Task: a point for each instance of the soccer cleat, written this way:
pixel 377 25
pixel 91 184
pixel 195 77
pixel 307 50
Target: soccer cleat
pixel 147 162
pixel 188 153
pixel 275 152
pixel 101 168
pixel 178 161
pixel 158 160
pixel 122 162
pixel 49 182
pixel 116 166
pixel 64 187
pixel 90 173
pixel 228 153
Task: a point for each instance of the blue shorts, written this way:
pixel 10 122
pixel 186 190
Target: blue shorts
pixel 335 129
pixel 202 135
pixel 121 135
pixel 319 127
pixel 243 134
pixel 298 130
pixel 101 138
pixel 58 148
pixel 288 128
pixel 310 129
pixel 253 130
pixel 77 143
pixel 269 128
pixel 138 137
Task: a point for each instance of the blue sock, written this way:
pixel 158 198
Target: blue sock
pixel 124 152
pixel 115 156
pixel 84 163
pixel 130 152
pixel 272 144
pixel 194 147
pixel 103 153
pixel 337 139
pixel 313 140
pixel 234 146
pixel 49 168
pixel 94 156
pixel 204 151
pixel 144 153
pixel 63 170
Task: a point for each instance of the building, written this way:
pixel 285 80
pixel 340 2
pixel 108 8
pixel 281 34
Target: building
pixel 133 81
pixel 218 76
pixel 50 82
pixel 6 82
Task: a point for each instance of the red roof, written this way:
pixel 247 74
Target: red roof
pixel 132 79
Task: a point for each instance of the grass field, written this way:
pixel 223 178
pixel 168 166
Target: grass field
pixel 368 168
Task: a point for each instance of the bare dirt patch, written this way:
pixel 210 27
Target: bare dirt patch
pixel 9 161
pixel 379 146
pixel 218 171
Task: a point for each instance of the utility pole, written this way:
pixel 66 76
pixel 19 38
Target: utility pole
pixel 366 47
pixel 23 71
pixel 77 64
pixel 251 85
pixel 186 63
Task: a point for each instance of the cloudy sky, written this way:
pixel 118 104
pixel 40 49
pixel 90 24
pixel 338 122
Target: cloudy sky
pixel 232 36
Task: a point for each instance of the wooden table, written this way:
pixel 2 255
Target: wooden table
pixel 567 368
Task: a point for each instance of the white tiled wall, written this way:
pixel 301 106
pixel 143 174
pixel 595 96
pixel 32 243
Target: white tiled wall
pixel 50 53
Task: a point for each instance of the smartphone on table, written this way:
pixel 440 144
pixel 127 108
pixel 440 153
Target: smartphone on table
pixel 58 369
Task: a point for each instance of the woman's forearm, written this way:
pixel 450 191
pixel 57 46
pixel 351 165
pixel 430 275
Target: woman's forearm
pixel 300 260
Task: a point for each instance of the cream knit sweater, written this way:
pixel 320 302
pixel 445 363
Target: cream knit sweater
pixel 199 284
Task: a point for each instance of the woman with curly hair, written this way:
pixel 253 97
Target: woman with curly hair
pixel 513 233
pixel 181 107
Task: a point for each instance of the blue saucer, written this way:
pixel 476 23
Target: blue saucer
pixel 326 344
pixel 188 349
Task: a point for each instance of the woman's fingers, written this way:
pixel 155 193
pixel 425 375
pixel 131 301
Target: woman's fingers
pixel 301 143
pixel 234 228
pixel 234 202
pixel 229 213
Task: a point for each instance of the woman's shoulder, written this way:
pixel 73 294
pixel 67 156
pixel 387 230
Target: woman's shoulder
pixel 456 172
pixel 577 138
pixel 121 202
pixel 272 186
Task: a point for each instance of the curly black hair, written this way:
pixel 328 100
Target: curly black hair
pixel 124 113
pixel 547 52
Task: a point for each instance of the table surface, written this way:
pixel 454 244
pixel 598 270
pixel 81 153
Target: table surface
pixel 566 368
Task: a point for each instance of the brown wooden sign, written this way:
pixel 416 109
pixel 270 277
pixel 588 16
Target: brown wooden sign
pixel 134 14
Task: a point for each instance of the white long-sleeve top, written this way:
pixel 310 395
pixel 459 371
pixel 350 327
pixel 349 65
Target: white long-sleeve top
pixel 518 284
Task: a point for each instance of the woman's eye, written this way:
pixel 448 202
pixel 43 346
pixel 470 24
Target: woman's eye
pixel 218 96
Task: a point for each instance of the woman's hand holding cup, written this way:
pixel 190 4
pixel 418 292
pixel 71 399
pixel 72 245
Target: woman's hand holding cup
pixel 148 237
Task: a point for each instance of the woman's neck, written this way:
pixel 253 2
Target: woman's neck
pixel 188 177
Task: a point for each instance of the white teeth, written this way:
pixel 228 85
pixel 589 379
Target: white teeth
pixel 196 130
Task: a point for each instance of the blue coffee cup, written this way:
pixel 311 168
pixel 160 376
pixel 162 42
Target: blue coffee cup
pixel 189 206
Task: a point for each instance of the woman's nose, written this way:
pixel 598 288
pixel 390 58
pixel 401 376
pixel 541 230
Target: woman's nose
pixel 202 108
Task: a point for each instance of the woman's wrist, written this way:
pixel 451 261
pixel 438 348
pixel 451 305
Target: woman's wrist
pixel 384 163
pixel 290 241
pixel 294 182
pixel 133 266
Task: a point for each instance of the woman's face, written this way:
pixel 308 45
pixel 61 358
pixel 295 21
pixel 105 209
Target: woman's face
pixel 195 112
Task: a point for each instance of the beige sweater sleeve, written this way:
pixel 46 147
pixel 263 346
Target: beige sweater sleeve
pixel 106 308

+ + +

WORK TASK: Copy verbatim, from the listing above, each line from the one containing "pixel 57 46" down to the one containing "pixel 390 58", inclusive.

ANSWER BELOW:
pixel 57 46
pixel 351 165
pixel 430 275
Target: woman's forearm
pixel 300 260
Task: a point for each instance of the cream knit sweater, written this way:
pixel 320 302
pixel 445 363
Target: cream knit sweater
pixel 199 284
Task: a point for each instance of the woman with curly hair, written this way:
pixel 253 97
Target: woman with curly hair
pixel 513 233
pixel 181 107
Task: a point for each instance of the blue saucer, written this way:
pixel 476 23
Target: blue saucer
pixel 326 344
pixel 188 349
Task: a point for each instance of the woman's fingers, written this way:
pixel 155 193
pixel 425 375
pixel 131 301
Target: woman's fingers
pixel 301 143
pixel 234 228
pixel 234 202
pixel 229 213
Task: a point for each instance of the woman's shoulder, written this way:
pixel 73 294
pixel 67 156
pixel 387 230
Target: woman's shoulder
pixel 456 172
pixel 577 138
pixel 121 202
pixel 272 186
Task: a point for each instance of the curly black hair, written this way:
pixel 328 100
Target: curly black hair
pixel 124 113
pixel 547 52
Task: a point for each instance of the table surface, written this way:
pixel 454 244
pixel 598 270
pixel 81 153
Target: table surface
pixel 566 368
Task: a point for each instance of the brown wooden sign, written this way:
pixel 416 109
pixel 270 277
pixel 588 16
Target: brown wooden sign
pixel 134 14
Task: a point for each instance of the white long-sleeve top, written this way:
pixel 310 395
pixel 459 371
pixel 350 327
pixel 349 65
Target: white long-sleeve top
pixel 518 284
Task: a point for each instance of the woman's eye, written this way:
pixel 448 202
pixel 43 346
pixel 470 24
Target: woman's eye
pixel 218 96
Task: a point for each instance of the woman's hand holding cup, written this way:
pixel 190 4
pixel 418 292
pixel 71 399
pixel 72 245
Target: woman's hand holding cup
pixel 148 237
Task: a point for each instance of the woman's neck, written this way:
pixel 253 2
Target: woman's neck
pixel 188 177
Task: a point for each instance of the white teeth, written this way:
pixel 228 85
pixel 589 379
Target: white teeth
pixel 196 130
Task: a point for each instance of the blue coffee cup, written this way:
pixel 311 168
pixel 160 376
pixel 162 42
Target: blue coffee cup
pixel 189 206
Task: a point for each instance of the woman's nose, written this way:
pixel 598 288
pixel 390 58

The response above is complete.